DESCRIPTION OF THE TASK: Pick each line containing the word "chair" out of the data below.

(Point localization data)
○ ○ ○
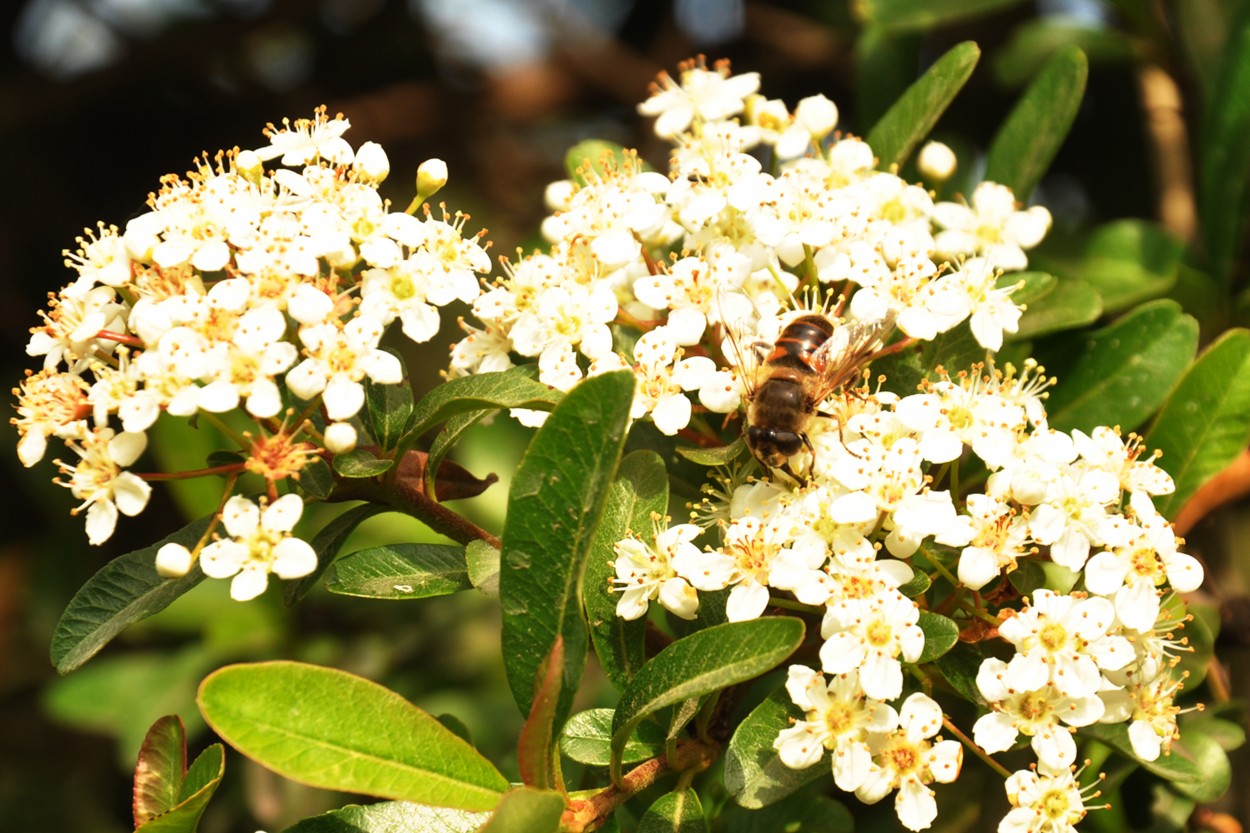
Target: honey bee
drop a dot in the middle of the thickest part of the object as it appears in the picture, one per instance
(805, 365)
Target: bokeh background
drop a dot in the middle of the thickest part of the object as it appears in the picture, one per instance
(100, 98)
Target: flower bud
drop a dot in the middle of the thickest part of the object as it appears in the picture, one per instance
(173, 560)
(371, 163)
(936, 161)
(430, 178)
(340, 438)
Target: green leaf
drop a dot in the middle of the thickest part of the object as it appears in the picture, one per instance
(326, 544)
(910, 119)
(924, 14)
(160, 768)
(719, 455)
(588, 737)
(388, 412)
(1125, 369)
(1224, 168)
(483, 564)
(676, 812)
(1196, 767)
(701, 663)
(1205, 423)
(598, 154)
(1130, 262)
(290, 718)
(1069, 305)
(959, 667)
(361, 463)
(805, 813)
(1034, 130)
(940, 636)
(754, 773)
(526, 811)
(391, 817)
(640, 489)
(555, 502)
(198, 788)
(125, 590)
(400, 572)
(1035, 41)
(535, 748)
(481, 392)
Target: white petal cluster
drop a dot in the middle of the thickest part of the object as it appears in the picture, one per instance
(241, 288)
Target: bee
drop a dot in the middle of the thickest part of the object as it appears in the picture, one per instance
(805, 365)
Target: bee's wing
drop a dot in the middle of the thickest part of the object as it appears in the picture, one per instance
(851, 345)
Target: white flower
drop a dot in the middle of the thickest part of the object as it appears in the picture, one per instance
(1064, 641)
(260, 543)
(645, 572)
(100, 483)
(906, 761)
(1044, 801)
(839, 718)
(871, 636)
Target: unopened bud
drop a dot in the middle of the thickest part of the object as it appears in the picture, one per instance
(173, 560)
(371, 163)
(340, 438)
(430, 178)
(936, 161)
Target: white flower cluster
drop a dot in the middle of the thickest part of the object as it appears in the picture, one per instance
(681, 275)
(240, 288)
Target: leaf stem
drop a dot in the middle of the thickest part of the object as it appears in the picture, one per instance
(975, 749)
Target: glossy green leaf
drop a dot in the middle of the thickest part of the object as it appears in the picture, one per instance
(554, 505)
(361, 463)
(125, 590)
(754, 773)
(1069, 305)
(639, 492)
(1028, 287)
(511, 388)
(400, 572)
(1205, 422)
(1130, 262)
(1224, 166)
(388, 412)
(526, 811)
(924, 14)
(676, 812)
(326, 544)
(915, 113)
(596, 154)
(391, 817)
(940, 636)
(959, 667)
(588, 737)
(804, 813)
(1034, 130)
(1196, 767)
(160, 768)
(200, 783)
(701, 663)
(535, 748)
(481, 560)
(719, 455)
(1035, 41)
(1125, 369)
(290, 718)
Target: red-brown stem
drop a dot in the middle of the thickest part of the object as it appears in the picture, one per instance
(591, 812)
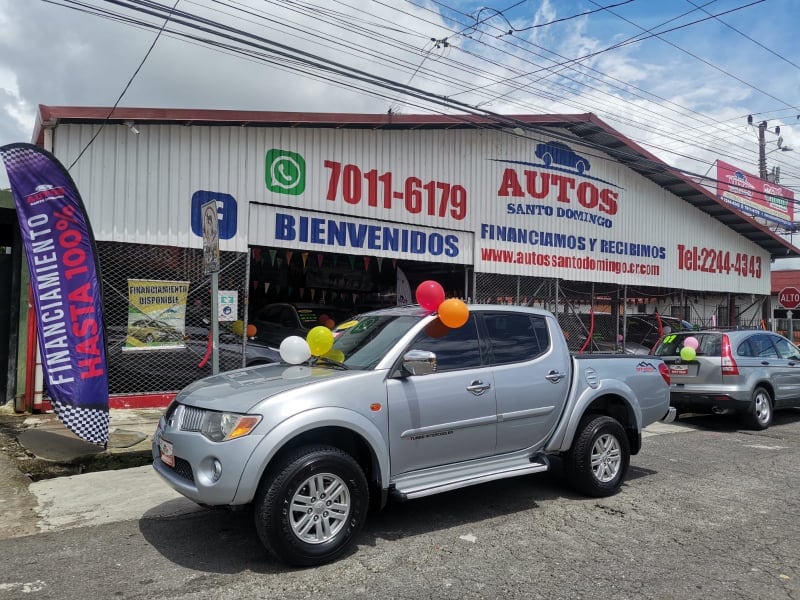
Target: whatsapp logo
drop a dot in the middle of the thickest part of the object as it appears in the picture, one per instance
(285, 172)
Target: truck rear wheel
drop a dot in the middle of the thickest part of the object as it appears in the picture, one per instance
(312, 506)
(599, 458)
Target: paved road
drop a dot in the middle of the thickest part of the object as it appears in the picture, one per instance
(708, 511)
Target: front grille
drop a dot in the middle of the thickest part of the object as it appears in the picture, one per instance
(192, 418)
(184, 469)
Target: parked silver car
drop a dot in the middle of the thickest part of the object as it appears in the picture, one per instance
(747, 372)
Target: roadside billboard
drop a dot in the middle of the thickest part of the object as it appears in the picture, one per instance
(754, 196)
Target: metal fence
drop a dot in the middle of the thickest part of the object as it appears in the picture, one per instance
(151, 352)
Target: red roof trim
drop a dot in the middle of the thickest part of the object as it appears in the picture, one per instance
(50, 115)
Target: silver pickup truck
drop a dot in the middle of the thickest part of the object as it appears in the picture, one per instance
(414, 408)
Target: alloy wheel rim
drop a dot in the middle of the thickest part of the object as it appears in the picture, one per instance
(319, 508)
(606, 458)
(762, 408)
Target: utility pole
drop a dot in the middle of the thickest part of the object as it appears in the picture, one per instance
(762, 150)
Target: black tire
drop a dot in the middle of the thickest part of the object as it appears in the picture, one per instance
(759, 414)
(599, 458)
(315, 532)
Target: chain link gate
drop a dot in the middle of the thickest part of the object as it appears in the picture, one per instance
(154, 354)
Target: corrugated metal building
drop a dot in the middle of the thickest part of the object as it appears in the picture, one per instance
(560, 211)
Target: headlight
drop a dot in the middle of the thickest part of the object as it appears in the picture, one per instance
(219, 427)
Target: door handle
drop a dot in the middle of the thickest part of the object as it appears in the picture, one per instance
(477, 387)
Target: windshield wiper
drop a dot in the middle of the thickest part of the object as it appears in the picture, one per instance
(330, 361)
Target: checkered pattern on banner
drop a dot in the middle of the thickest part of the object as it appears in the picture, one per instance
(87, 423)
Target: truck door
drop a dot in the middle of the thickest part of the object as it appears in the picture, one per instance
(527, 368)
(446, 416)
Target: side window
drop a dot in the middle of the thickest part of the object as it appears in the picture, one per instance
(516, 337)
(785, 348)
(454, 348)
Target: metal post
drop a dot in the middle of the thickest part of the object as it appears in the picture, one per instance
(246, 309)
(214, 322)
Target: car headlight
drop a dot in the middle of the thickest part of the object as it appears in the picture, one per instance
(219, 426)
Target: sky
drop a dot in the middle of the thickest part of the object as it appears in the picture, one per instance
(679, 77)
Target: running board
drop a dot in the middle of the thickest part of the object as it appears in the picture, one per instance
(444, 479)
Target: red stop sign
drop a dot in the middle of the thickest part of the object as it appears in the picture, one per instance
(789, 297)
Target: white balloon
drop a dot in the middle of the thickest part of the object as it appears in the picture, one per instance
(295, 350)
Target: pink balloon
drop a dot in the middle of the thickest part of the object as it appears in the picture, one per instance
(430, 294)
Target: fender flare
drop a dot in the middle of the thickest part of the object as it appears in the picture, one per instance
(562, 437)
(316, 418)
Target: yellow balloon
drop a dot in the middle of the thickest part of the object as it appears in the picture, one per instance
(453, 313)
(237, 327)
(320, 340)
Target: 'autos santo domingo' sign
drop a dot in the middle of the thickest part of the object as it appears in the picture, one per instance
(505, 204)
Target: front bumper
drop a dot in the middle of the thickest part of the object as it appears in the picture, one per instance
(206, 472)
(670, 416)
(705, 402)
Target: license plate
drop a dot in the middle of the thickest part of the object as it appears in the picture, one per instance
(165, 448)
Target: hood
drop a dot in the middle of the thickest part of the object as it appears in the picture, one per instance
(241, 390)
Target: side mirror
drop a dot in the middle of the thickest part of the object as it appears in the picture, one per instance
(419, 362)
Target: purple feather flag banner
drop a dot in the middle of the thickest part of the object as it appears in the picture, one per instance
(61, 255)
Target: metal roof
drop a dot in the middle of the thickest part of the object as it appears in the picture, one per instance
(587, 128)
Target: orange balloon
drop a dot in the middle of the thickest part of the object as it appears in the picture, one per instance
(453, 312)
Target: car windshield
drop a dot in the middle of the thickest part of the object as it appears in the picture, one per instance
(708, 344)
(364, 341)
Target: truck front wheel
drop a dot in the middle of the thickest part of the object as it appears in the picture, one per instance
(312, 506)
(599, 458)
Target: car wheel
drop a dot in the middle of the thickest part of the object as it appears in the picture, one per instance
(311, 506)
(759, 414)
(599, 458)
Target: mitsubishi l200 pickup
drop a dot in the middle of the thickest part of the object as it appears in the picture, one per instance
(413, 408)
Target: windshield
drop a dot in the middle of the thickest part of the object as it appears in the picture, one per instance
(364, 341)
(708, 344)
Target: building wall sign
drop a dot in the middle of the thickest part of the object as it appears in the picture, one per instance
(285, 227)
(755, 196)
(542, 205)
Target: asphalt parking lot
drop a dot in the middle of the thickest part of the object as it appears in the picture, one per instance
(708, 511)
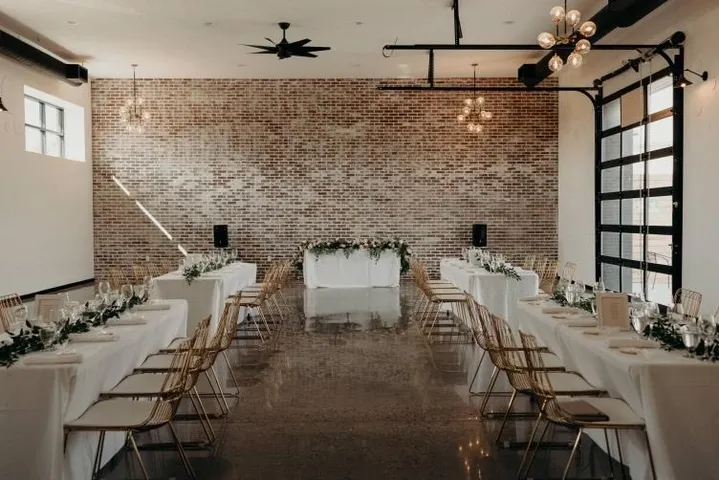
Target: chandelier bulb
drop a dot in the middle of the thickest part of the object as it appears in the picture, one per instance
(558, 14)
(575, 60)
(546, 40)
(556, 63)
(583, 46)
(573, 18)
(588, 29)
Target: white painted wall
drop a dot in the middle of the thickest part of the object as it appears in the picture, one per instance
(45, 202)
(699, 20)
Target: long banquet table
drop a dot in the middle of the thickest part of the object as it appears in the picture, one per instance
(499, 294)
(36, 401)
(676, 396)
(336, 270)
(208, 292)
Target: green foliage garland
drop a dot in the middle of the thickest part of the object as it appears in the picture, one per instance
(375, 247)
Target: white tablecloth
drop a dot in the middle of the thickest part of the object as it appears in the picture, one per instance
(677, 397)
(335, 270)
(358, 305)
(495, 291)
(208, 292)
(36, 401)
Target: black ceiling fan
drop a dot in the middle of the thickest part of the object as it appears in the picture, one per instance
(284, 49)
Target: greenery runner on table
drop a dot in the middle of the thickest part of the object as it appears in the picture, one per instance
(375, 246)
(13, 345)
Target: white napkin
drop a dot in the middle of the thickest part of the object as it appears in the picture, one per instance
(51, 358)
(581, 322)
(132, 319)
(93, 337)
(631, 343)
(554, 310)
(152, 307)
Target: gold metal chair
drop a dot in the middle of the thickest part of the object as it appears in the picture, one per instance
(690, 301)
(552, 410)
(134, 416)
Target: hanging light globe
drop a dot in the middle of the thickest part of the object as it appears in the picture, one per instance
(546, 40)
(558, 14)
(573, 18)
(588, 29)
(575, 60)
(583, 47)
(556, 63)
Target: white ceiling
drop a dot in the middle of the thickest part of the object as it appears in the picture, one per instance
(170, 38)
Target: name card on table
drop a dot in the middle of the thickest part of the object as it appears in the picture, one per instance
(613, 310)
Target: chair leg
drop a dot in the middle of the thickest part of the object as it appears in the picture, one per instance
(571, 455)
(98, 456)
(131, 437)
(651, 457)
(506, 415)
(485, 400)
(181, 451)
(609, 453)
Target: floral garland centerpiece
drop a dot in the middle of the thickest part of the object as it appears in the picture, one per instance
(375, 246)
(492, 263)
(207, 263)
(28, 338)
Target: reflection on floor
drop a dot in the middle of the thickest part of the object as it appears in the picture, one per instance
(354, 392)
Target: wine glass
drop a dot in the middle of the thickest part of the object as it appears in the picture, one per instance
(103, 288)
(19, 315)
(126, 292)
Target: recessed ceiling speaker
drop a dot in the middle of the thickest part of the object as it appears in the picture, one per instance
(220, 234)
(479, 235)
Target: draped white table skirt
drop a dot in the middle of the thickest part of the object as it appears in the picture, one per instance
(208, 293)
(36, 401)
(675, 396)
(336, 270)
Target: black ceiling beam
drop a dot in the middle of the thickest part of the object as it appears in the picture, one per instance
(616, 14)
(22, 52)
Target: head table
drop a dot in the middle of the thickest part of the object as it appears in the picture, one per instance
(358, 269)
(676, 396)
(37, 400)
(206, 295)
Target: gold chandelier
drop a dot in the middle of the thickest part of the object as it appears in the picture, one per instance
(573, 33)
(473, 111)
(133, 114)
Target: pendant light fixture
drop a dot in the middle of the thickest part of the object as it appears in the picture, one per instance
(578, 36)
(473, 112)
(133, 114)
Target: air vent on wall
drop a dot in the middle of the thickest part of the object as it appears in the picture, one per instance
(20, 51)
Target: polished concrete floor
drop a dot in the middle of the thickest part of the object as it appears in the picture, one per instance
(354, 392)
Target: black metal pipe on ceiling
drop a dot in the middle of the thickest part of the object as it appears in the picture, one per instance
(616, 14)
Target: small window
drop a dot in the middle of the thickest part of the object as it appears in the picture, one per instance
(44, 127)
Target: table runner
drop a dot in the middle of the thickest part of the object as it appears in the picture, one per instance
(36, 401)
(675, 396)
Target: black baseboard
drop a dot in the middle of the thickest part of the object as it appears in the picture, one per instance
(50, 291)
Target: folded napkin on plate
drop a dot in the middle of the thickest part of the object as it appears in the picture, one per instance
(51, 358)
(631, 343)
(551, 310)
(581, 322)
(132, 319)
(93, 337)
(151, 307)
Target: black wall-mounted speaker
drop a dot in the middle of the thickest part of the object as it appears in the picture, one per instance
(479, 235)
(220, 234)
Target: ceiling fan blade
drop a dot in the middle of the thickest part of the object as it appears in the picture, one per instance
(315, 49)
(303, 53)
(262, 47)
(300, 43)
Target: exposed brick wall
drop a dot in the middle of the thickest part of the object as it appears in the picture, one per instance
(281, 161)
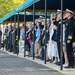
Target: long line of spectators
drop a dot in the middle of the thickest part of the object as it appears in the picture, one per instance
(53, 37)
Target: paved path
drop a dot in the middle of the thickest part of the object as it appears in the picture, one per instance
(13, 65)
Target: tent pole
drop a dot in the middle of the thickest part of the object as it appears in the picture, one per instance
(61, 68)
(45, 30)
(18, 35)
(33, 28)
(15, 34)
(6, 38)
(25, 32)
(11, 35)
(3, 35)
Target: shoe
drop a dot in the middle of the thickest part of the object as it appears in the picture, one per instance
(66, 65)
(58, 63)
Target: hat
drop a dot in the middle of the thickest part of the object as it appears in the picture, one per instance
(38, 20)
(58, 11)
(53, 13)
(69, 11)
(41, 17)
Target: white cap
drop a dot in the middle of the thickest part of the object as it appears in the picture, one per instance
(39, 20)
(67, 10)
(41, 17)
(58, 10)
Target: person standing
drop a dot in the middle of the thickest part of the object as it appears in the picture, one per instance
(68, 38)
(0, 37)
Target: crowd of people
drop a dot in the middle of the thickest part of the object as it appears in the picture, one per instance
(53, 38)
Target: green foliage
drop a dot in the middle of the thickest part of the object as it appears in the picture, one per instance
(7, 6)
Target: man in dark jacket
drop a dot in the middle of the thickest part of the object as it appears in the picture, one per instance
(69, 36)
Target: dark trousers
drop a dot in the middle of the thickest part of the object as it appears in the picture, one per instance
(70, 54)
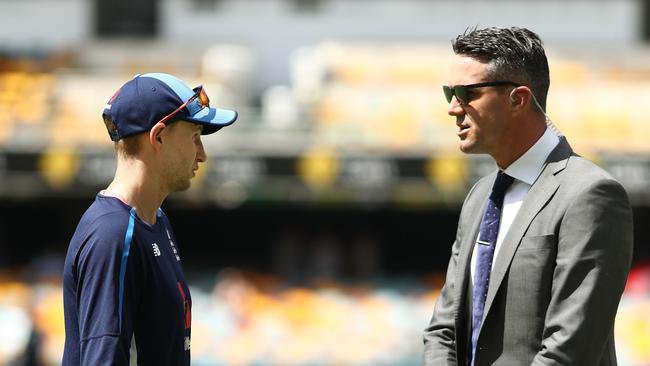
○ ○ ○
SOLUTION TO THE EXERCISE:
Target: gold metal chair
Target: chair leg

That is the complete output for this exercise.